# Labeled area outline entries:
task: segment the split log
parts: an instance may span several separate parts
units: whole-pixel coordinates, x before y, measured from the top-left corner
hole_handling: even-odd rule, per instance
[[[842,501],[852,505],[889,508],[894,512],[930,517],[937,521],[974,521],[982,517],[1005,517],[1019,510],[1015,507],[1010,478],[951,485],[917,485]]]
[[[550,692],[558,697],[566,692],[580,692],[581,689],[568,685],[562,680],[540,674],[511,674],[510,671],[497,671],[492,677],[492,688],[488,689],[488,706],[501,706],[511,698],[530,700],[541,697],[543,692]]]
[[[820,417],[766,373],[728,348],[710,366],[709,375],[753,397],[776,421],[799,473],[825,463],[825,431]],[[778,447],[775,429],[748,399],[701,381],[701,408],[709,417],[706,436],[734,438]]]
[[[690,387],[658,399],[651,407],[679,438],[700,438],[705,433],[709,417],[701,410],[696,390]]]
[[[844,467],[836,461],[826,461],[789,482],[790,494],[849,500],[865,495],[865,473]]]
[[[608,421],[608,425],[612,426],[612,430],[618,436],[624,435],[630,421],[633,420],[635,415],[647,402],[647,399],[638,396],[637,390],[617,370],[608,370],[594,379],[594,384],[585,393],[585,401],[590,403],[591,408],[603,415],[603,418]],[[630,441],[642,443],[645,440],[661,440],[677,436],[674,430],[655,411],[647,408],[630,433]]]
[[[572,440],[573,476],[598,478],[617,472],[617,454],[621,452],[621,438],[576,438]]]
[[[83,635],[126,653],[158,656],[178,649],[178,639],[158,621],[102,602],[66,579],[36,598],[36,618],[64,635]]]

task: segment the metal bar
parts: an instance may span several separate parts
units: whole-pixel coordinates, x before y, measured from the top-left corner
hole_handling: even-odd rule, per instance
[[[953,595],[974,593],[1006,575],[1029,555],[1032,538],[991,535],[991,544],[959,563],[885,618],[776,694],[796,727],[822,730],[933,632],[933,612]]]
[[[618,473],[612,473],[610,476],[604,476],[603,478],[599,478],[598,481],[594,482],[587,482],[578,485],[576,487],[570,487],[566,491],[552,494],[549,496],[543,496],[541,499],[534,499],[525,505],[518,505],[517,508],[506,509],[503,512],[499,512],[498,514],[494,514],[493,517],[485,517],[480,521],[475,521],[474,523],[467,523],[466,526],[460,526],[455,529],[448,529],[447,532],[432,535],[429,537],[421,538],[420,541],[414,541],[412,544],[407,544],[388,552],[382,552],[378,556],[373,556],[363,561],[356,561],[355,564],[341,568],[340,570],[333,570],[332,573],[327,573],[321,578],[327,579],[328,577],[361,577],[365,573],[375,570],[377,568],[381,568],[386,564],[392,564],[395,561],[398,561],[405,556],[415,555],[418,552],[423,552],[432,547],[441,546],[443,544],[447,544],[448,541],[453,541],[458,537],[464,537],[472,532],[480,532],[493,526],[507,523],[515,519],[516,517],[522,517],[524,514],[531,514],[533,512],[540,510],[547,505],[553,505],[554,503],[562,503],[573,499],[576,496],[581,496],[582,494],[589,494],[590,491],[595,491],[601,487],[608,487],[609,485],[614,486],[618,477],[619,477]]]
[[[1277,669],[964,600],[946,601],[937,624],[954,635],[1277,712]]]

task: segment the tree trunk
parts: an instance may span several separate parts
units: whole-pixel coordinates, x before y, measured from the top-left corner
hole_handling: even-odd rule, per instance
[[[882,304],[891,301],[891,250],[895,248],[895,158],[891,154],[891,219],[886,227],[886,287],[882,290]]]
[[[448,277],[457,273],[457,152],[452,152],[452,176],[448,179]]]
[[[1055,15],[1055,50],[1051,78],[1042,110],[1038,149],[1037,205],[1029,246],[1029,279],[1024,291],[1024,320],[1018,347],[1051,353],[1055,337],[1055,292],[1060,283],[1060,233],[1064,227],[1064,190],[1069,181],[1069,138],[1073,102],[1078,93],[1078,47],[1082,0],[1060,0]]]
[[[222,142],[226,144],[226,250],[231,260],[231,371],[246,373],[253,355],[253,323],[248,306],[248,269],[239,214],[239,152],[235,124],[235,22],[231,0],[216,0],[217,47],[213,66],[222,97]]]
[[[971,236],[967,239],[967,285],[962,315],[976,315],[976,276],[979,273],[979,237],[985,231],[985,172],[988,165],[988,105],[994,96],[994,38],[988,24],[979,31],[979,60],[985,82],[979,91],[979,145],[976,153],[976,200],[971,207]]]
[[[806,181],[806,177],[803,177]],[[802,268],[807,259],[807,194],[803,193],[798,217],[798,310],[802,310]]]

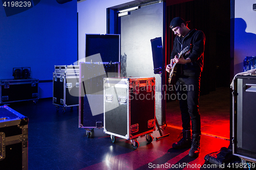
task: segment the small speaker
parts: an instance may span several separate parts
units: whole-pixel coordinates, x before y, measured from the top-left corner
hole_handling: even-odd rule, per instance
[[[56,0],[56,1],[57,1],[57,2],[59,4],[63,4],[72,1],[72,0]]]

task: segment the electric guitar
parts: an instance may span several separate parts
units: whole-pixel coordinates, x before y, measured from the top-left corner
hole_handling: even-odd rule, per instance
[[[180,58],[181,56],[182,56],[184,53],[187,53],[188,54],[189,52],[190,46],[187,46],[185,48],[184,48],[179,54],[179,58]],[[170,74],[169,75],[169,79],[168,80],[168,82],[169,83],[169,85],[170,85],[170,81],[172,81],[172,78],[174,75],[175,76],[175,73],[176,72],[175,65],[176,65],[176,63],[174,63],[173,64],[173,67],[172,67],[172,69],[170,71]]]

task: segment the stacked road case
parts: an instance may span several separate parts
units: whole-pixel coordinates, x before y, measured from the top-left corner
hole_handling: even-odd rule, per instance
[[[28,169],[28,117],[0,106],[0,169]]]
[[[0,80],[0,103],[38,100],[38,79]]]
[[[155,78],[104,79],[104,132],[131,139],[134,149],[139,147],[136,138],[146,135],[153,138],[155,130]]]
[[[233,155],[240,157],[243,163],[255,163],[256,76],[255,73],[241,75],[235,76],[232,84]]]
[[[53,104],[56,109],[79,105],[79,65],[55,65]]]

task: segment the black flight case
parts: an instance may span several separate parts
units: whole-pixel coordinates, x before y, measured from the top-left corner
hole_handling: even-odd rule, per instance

# Directions for this task:
Rewrite every one of the records, replacing "even-odd rule" with "nonzero winding rule" and leaving everything else unchanged. Leave the pictures out of your answer.

# Complete response:
task: segment the split log
parts: an instance may span several separate parts
units: whole-pixel coordinates, x before y, measured from the top-left corner
hole_handling: nonzero winding rule, per instance
[[[842,501],[852,505],[889,508],[894,512],[930,517],[937,521],[974,521],[982,517],[1005,517],[1019,510],[1015,507],[1010,478],[951,485],[917,485]]]
[[[550,692],[558,697],[566,692],[580,692],[581,689],[568,685],[562,680],[540,674],[511,674],[510,671],[497,671],[492,677],[492,688],[488,689],[488,706],[501,706],[511,698],[530,700],[541,697],[543,692]]]
[[[820,417],[766,373],[728,348],[710,366],[709,375],[753,397],[776,421],[799,473],[825,463],[825,431]],[[778,447],[775,429],[748,399],[701,381],[701,408],[709,417],[706,436],[734,438]]]
[[[690,387],[658,399],[651,407],[679,438],[700,438],[705,433],[709,417],[701,410],[696,390]]]
[[[844,467],[836,461],[826,461],[789,482],[790,494],[849,500],[865,495],[865,473]]]
[[[608,421],[608,425],[612,426],[612,430],[618,436],[624,435],[630,421],[633,420],[635,415],[647,402],[647,399],[638,396],[637,390],[617,370],[608,370],[594,379],[594,384],[585,393],[585,401],[590,403],[591,408],[603,415],[603,418]],[[630,441],[642,443],[645,440],[661,440],[677,436],[674,430],[655,411],[647,408],[630,433]]]
[[[572,440],[573,476],[598,478],[617,472],[617,454],[621,452],[621,438],[576,438]]]
[[[83,635],[126,653],[158,656],[178,649],[178,639],[158,621],[102,602],[66,579],[36,598],[36,618],[64,635]]]

task: segment the metal bar
parts: an instance may span several separate parts
units: whole-pixel coordinates, x before y, measured from the top-left corner
hole_handling: nonzero winding rule, per instance
[[[953,595],[974,593],[1006,575],[1029,555],[1032,538],[991,535],[991,544],[959,563],[885,618],[776,694],[796,727],[822,730],[933,632],[933,612]]]
[[[618,473],[612,473],[610,476],[604,476],[603,478],[599,478],[598,481],[594,482],[587,482],[578,485],[576,487],[570,487],[566,491],[552,494],[549,496],[543,496],[541,499],[534,499],[525,505],[518,505],[517,508],[506,509],[503,512],[499,512],[498,514],[494,514],[493,517],[485,517],[480,521],[475,521],[474,523],[467,523],[466,526],[460,526],[455,529],[448,529],[447,532],[432,535],[429,537],[421,538],[420,541],[414,541],[412,544],[407,544],[388,552],[382,552],[378,556],[373,556],[363,561],[356,561],[355,564],[341,568],[340,570],[333,570],[332,573],[327,573],[321,578],[327,579],[328,577],[361,577],[365,573],[375,570],[377,568],[381,568],[386,564],[392,564],[395,561],[398,561],[405,556],[415,555],[418,552],[423,552],[432,547],[441,546],[443,544],[447,544],[448,541],[453,541],[458,537],[464,537],[472,532],[480,532],[493,526],[507,523],[515,519],[516,517],[522,517],[524,514],[531,514],[533,512],[540,510],[547,505],[553,505],[554,503],[562,503],[573,499],[576,496],[581,496],[582,494],[589,494],[590,491],[595,491],[601,487],[608,487],[609,485],[614,486],[618,477],[619,477]]]
[[[1277,669],[964,600],[946,601],[937,624],[954,635],[1277,712]]]

task: segment the tree trunk
parts: an instance may span several separate parts
units: whole-pixel coordinates, x before y, measured from the top-left corner
hole_handling: nonzero winding rule, per instance
[[[882,304],[891,301],[891,250],[895,248],[895,158],[891,154],[891,219],[886,227],[886,287],[882,290]]]
[[[448,277],[457,273],[457,152],[452,152],[452,176],[448,179]]]
[[[1055,15],[1055,50],[1051,78],[1042,110],[1038,149],[1037,205],[1029,246],[1029,279],[1024,291],[1024,320],[1018,347],[1051,353],[1055,337],[1055,292],[1060,283],[1060,233],[1064,227],[1064,190],[1069,181],[1069,138],[1073,102],[1078,93],[1078,47],[1082,0],[1060,0]]]
[[[222,142],[226,144],[226,250],[231,260],[231,371],[246,373],[253,355],[253,323],[248,306],[248,269],[239,214],[239,152],[235,124],[235,22],[231,0],[216,0],[217,47],[213,66],[222,97]]]
[[[971,236],[967,239],[967,285],[962,315],[976,315],[976,276],[979,273],[979,237],[985,231],[985,172],[988,165],[988,105],[994,96],[994,38],[988,24],[979,31],[979,60],[985,82],[979,91],[979,145],[976,153],[976,200],[971,207]]]
[[[806,181],[806,177],[803,177]],[[802,268],[807,259],[807,194],[803,193],[798,217],[798,310],[802,310]]]

task: segment the small speaker
parts: an instance may span several separate parts
units: whole-pixel coordinates, x before y, measured from the top-left corner
hole_handling: nonzero winding rule, per instance
[[[56,0],[56,1],[57,1],[57,2],[59,4],[63,4],[72,1],[72,0]]]

task: segment the electric guitar
parts: an instance may span several separate parts
units: whole-pixel coordinates, x before y, measured from the top-left corner
hole_handling: nonzero winding rule, per instance
[[[180,58],[181,56],[182,56],[184,53],[187,53],[188,54],[189,52],[190,46],[187,46],[185,48],[184,48],[179,54],[179,58]],[[170,74],[169,75],[169,79],[168,80],[168,82],[169,83],[169,85],[170,85],[170,81],[172,81],[172,78],[174,75],[175,76],[175,73],[176,72],[175,65],[176,65],[176,63],[174,63],[173,64],[173,67],[172,67],[172,69],[170,71]]]

task: segment the stacked road case
parts: an instance may span several separate parts
units: whole-pixel coordinates, x before y, measured from the top-left corner
hole_handling: nonzero winding rule, per instance
[[[28,169],[28,117],[0,106],[0,169]]]
[[[0,80],[0,103],[38,100],[38,79]]]
[[[155,78],[104,79],[104,132],[131,139],[134,149],[139,147],[136,138],[146,135],[153,138],[155,130]]]
[[[233,155],[240,157],[243,163],[255,163],[256,76],[255,73],[241,75],[235,76],[232,84]]]
[[[53,104],[56,109],[79,105],[79,65],[55,65]]]

task: segment the black flight case
parts: an instance may span several separate parts
units: whole-pixel coordinates, x before y, measured from the top-left corner
hole_handling: nonzero winding rule, per instance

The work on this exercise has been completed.